[Stated goal]
Give all the lines below again, exactly, with no pictures.

[Record extracts]

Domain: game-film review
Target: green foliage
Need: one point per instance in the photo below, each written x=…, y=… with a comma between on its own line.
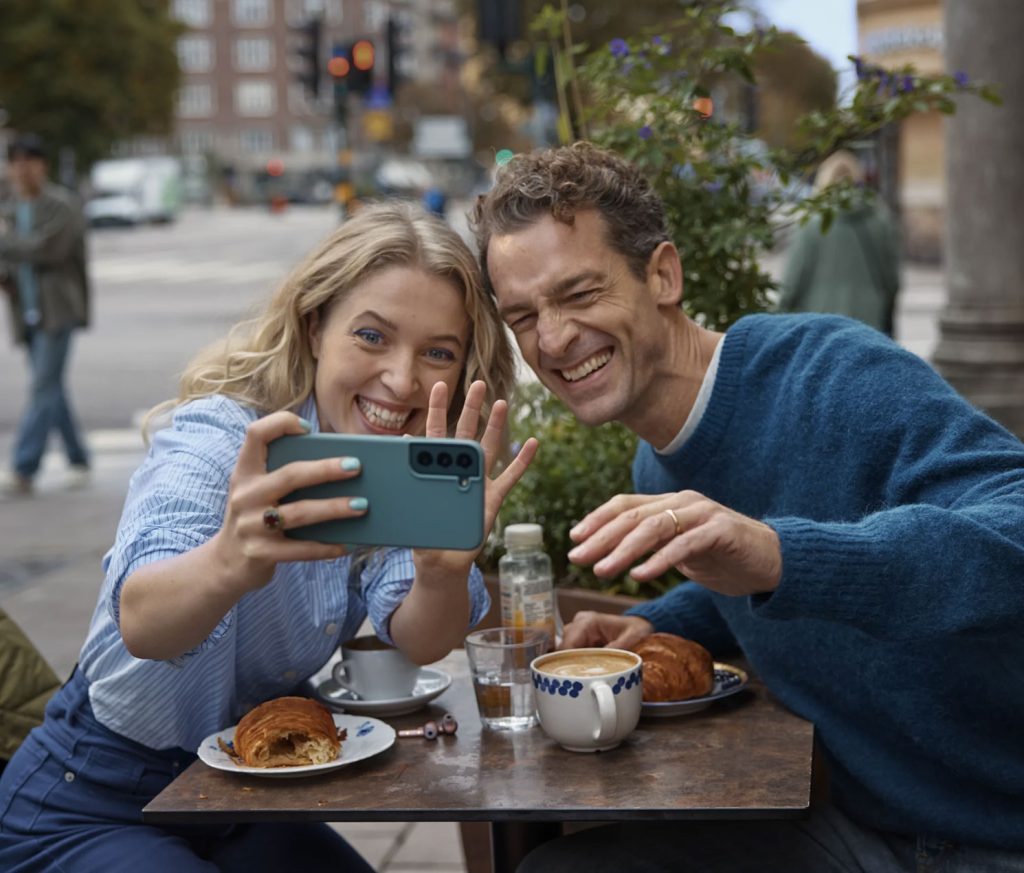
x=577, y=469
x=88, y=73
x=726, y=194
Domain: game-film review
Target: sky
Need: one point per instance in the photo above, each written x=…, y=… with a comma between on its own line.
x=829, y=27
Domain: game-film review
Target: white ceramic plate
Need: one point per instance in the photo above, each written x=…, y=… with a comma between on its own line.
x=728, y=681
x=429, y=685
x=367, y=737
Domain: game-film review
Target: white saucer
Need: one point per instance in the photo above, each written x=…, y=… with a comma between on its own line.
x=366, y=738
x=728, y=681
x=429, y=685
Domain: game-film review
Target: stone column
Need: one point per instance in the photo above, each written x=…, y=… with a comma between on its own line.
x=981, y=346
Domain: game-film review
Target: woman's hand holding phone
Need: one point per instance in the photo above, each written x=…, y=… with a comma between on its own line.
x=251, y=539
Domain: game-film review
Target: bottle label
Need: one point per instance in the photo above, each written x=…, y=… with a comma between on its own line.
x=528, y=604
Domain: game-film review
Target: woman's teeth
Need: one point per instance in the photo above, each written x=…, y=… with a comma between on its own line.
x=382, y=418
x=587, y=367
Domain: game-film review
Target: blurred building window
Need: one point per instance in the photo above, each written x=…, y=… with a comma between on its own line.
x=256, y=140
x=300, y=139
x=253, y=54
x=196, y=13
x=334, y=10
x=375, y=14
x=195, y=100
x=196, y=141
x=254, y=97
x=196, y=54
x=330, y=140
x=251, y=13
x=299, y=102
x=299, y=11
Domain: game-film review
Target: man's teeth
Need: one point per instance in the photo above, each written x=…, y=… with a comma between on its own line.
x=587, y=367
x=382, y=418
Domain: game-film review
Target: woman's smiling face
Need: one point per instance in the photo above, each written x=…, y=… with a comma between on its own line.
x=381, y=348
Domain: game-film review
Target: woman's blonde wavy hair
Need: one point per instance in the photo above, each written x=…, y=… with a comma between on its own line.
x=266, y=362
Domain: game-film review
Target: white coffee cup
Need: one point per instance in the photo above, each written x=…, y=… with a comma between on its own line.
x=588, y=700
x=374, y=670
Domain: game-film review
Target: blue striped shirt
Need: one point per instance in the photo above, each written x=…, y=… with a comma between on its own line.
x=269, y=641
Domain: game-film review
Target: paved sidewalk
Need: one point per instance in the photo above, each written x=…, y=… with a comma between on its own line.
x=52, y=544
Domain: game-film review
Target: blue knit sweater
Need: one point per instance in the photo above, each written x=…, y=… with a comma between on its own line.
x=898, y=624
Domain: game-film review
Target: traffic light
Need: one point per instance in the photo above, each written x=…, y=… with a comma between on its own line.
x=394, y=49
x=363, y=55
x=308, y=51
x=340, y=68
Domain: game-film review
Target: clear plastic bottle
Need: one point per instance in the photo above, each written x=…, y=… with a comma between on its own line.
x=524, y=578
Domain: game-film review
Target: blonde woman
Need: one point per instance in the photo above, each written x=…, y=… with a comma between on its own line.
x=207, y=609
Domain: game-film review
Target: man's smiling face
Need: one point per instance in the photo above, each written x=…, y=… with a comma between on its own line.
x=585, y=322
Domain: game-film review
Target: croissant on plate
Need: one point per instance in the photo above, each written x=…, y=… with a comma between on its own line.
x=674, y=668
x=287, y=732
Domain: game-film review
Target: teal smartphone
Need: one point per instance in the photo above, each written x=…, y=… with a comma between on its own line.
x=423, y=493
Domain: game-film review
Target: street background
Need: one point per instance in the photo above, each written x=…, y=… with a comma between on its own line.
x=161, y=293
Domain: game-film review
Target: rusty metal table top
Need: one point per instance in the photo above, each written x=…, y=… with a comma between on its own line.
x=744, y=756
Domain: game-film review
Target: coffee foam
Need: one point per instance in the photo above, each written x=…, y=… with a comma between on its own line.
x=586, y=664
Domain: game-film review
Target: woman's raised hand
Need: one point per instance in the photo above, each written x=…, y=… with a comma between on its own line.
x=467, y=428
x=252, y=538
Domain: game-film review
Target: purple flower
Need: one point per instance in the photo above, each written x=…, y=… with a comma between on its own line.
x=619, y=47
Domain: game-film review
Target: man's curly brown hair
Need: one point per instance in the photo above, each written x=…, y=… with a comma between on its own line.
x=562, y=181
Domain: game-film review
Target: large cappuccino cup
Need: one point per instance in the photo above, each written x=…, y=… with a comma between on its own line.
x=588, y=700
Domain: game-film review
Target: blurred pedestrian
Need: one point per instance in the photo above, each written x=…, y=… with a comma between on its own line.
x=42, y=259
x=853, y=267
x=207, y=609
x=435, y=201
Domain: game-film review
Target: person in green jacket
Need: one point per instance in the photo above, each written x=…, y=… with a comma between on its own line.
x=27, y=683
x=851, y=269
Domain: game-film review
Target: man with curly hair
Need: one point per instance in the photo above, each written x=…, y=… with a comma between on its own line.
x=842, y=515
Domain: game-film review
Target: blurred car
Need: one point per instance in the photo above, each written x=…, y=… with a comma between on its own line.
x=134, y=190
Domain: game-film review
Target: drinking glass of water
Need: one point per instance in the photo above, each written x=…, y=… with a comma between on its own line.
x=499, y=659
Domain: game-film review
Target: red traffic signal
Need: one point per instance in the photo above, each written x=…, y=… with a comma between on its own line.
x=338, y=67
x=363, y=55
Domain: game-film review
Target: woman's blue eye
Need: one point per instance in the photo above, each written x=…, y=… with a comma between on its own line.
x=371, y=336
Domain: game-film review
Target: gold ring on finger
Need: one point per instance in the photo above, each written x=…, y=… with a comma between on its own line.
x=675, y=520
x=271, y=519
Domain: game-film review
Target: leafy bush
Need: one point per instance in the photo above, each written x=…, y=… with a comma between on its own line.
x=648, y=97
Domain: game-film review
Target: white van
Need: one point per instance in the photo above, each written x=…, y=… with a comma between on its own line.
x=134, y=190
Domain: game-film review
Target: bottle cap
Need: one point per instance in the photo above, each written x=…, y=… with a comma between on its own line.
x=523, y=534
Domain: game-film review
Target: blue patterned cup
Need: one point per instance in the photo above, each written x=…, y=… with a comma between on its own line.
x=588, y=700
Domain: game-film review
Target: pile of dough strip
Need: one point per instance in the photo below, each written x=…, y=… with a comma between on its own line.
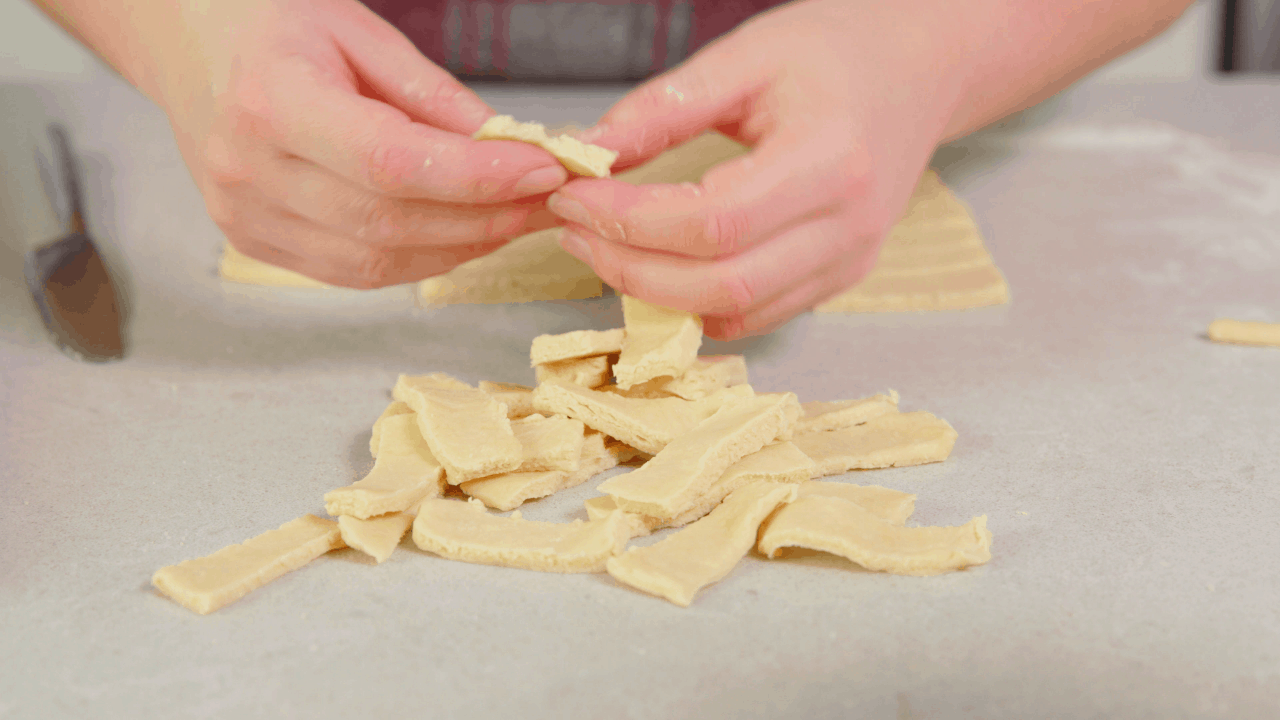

[Solution for this problem]
Domain: game-film review
Target: green foliage
Need: one point per instance in the photo below, each written x=…, y=… with a comma between on its own line.
x=577, y=469
x=88, y=73
x=726, y=194
Domain: game-film review
Target: sky
Need: one point per instance in the photo above, each written x=…, y=… with a comma between on its own line.
x=829, y=27
Domain: game-film review
Target: white ceramic plate
Need: one point per instance in the photo above, each written x=…, y=… with a comma between on its own line.
x=728, y=681
x=429, y=685
x=367, y=737
Domain: game-film review
Target: white saucer
Need: one point per instance in the photo above, each written x=…, y=… with a comma between on its own line.
x=366, y=738
x=728, y=681
x=429, y=685
Domain: game-film review
Target: stone column
Need: one point per instance in the photo above, each written x=…, y=… with a comma between on its own line.
x=981, y=346
Domain: game-film review
Target: woman's hand holding phone
Need: one point per instance in the photo above, each written x=…, y=… with a comma between on its own line.
x=251, y=539
Domain: game-film review
Target: bottle label
Need: one point per instance in the photo above, each written x=…, y=… with a comma between on its own line.
x=528, y=604
Domain: game-film review
Target: woman's teeth
Need: one point per instance in the photo above, each written x=…, y=… with a comma between on its own line.
x=382, y=418
x=587, y=367
Domain: game-film review
Target: blurred building window
Need: one point per instance in the photo above, each written x=…, y=… with a comma between on its own line.
x=256, y=140
x=300, y=139
x=253, y=54
x=196, y=13
x=334, y=10
x=375, y=14
x=195, y=100
x=196, y=141
x=254, y=97
x=196, y=54
x=330, y=140
x=251, y=13
x=299, y=102
x=299, y=11
Domain: game-film review
Target: man's teeth
Need: one point per instance in the photo above, each written x=…, y=… with a comma between on its own line.
x=587, y=367
x=382, y=418
Domain: game-film review
Target: woman's smiling face
Need: one point per instance in the photo above, each written x=…, y=… with a comma between on its own line.
x=381, y=348
Domain: game-film review
Target: woman's blonde wavy hair
Need: one point per instance in the photo above, each written x=…, y=… with a comma between on its own line.
x=266, y=362
Domain: game-film review
Target: white coffee cup
Need: one point per instance in the photo above, each written x=…, y=… with a comma between on its own line.
x=588, y=700
x=374, y=670
Domain: game-film review
Target: blue striped shirt
Need: one point per instance in the photo above, each written x=…, y=… with a comma between on its own line.
x=269, y=641
Domain: game-film review
Target: paved sidewalk
Need: one point per instance in the photo above, each written x=…, y=… with a comma between on its own line.
x=52, y=544
Domain: game-film review
Target: blue knit sweater
Need: one point per instance in the photo above, each written x=…, y=… with a comma between on its own line.
x=898, y=624
Domain: game-film review
Target: traffic light
Need: one point per instance in the photo above, each written x=…, y=… with a comma between on its own line.
x=394, y=49
x=363, y=55
x=308, y=51
x=340, y=68
Domain: game-film review
Target: clear plastic bottle
Need: one point per instance in the photo above, each written x=…, y=… with a comma between on its own line.
x=524, y=578
Domain: game-film review
Target: blonde woman
Need: one point per instance in the photo above, each written x=…, y=… with a comma between on its own line.
x=207, y=609
Domain: game-film review
Target: man's smiling face
Need: one point per instance in the photo above, each written x=…, y=… with a comma between on its own line.
x=585, y=322
Domain: game-film review
Target: croissant on plate
Need: one point per instance in the photo above, each written x=…, y=… with a comma between on its own line.
x=674, y=668
x=287, y=732
Domain: game-film review
Target: teal smartphone
Need: one point per instance in the photo above, each written x=…, y=… with a comma between on its own line.
x=423, y=493
Domain: game-film review
Target: street background
Need: one point per instance in the photo above, each written x=…, y=… with a comma between on its own line.
x=161, y=293
Domain: game-film review
Target: rusty metal table top
Need: one point per instance in the photo above, each written x=…, y=… with a comma between on its own line.
x=744, y=756
Domain: game-film review
Target: coffee foam
Need: one point per instance in the photo above, each written x=…, y=… with a comma between on its own line.
x=586, y=664
Domain: game-film review
Target: woman's raised hand
Need: one point per instance in the photo above, each written x=…, y=… with a comma between on its own line.
x=467, y=428
x=252, y=538
Domain: game-film review
Target: purple flower
Need: one point per instance in the photo above, each written x=…, y=… with a comma between on its own line.
x=619, y=47
Domain: game-film review
Target: man's curly brown hair
Need: one point per instance in the photo above, each written x=…, y=… with a comma between on its own line.
x=562, y=181
Domain: game-film review
Target: large cappuccino cup
Need: one point per instance in the photo above, each written x=…, y=… with a comma between on its own line.
x=588, y=700
Domain: game-film review
Target: blurred pedestrian
Need: one point per instance in the photo above, each written x=…, y=… with a comma between on its own line.
x=42, y=259
x=853, y=267
x=207, y=609
x=435, y=201
Domain: game-film review
Target: person in green jacket
Need: one point per instance in the photo above, each written x=…, y=… with a comma between on its own line.
x=27, y=683
x=851, y=269
Domain: game-film review
Target: man with curly hair
Need: one point per instance in the photo above, each written x=…, y=… with a comma between on its own line.
x=842, y=515
Domain: game-film review
Target: blurred car
Need: one point per instance in the photo above, each written x=…, y=… with a comma between on its own line.
x=134, y=190
Domain: game-film review
Target: drinking glass of water
Need: one point per instance in the photo above, each written x=…, y=… with a comma between on its own line.
x=499, y=659
Domain: game-film review
Target: red traffic signal
Need: one point per instance in the photo above, each written x=…, y=… with a comma between on its own line.
x=338, y=67
x=363, y=55
Domain: game-film review
Target: woman's blue eye
Need: one point per instance in the photo above, each written x=…, y=… with a comma between on its own line.
x=371, y=336
Domain: game-film review
Target: gold ring on finger
Need: one point per instance in the photo above, each written x=…, y=… with a comma between on its own line.
x=675, y=520
x=271, y=519
Domain: game-film review
Target: leafy bush
Need: one point per instance in the photo above, each written x=…, y=… with a comma between on its own line.
x=648, y=97
Domain: game-film review
Target: white van
Need: one point per instance in the photo above, each written x=…, y=… with a comma between on its own line.
x=134, y=190
Domain: game-film review
Target: bottle cap
Need: one point per instance in the photo above, each written x=…, y=… with a comma between on its own line.
x=523, y=534
Domain: game-film review
Target: blue patterned cup
Need: one point per instance in the photo above, each written x=…, y=… with a comma between on its own line.
x=588, y=700
Domain: game-film review
Target: pile of dough strip
Need: one point per instance in the photo below, each written x=…, y=… with a comma between on its own line.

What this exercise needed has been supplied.